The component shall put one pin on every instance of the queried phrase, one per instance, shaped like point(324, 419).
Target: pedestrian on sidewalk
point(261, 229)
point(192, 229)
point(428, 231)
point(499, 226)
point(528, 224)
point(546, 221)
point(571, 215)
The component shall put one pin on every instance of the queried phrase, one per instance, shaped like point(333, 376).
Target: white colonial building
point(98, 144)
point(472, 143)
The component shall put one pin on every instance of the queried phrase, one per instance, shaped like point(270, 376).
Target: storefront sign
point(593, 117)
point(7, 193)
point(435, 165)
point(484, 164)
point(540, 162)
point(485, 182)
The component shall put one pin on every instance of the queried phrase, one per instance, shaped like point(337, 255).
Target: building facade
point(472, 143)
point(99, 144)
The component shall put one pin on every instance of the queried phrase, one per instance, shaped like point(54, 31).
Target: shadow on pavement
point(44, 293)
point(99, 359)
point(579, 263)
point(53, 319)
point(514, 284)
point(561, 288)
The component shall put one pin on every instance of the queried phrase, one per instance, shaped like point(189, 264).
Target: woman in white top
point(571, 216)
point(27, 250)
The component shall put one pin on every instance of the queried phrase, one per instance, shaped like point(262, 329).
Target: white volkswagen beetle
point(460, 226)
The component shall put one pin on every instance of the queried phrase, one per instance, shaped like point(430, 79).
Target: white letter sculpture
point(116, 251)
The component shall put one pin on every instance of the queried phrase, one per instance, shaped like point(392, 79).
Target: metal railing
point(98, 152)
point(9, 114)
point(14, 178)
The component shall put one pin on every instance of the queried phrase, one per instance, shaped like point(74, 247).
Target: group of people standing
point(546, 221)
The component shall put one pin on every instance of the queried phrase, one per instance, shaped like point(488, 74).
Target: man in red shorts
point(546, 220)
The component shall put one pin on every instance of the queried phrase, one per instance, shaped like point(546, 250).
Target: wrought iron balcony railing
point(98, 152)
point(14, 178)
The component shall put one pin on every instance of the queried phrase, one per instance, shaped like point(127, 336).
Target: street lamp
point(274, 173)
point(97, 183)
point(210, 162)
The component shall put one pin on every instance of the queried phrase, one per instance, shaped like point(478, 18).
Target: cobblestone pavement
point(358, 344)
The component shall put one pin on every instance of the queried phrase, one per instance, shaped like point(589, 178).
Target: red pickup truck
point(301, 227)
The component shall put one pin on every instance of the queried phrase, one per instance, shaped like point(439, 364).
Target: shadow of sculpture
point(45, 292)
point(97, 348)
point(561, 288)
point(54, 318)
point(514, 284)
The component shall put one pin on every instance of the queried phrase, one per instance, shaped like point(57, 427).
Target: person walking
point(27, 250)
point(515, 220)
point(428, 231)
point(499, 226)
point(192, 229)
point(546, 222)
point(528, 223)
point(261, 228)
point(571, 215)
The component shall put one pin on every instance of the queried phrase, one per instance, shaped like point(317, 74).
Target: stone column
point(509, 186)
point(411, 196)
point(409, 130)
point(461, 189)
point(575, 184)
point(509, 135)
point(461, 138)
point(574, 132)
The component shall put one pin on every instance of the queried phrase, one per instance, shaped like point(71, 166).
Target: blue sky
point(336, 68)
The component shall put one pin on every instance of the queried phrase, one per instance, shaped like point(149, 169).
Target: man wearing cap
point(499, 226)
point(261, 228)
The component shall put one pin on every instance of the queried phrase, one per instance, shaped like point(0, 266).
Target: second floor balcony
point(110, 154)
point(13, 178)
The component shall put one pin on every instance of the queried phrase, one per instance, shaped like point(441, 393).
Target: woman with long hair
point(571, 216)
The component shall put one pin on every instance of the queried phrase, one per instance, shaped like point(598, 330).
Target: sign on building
...
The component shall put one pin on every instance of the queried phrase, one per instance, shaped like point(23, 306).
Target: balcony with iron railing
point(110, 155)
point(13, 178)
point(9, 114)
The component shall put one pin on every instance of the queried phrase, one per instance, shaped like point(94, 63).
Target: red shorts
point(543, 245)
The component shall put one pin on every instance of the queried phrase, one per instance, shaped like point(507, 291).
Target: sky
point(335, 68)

* _Problem_: Word for word, restate the lines above from the line containing "Target: red pickup truck" through the line containing "like point(439, 364).", with both included and nothing else.

* _Completed task_:
Target: red pickup truck
point(301, 227)
The component shall put one pin on every instance of the queried phrase, one per instance, shaped like point(439, 364).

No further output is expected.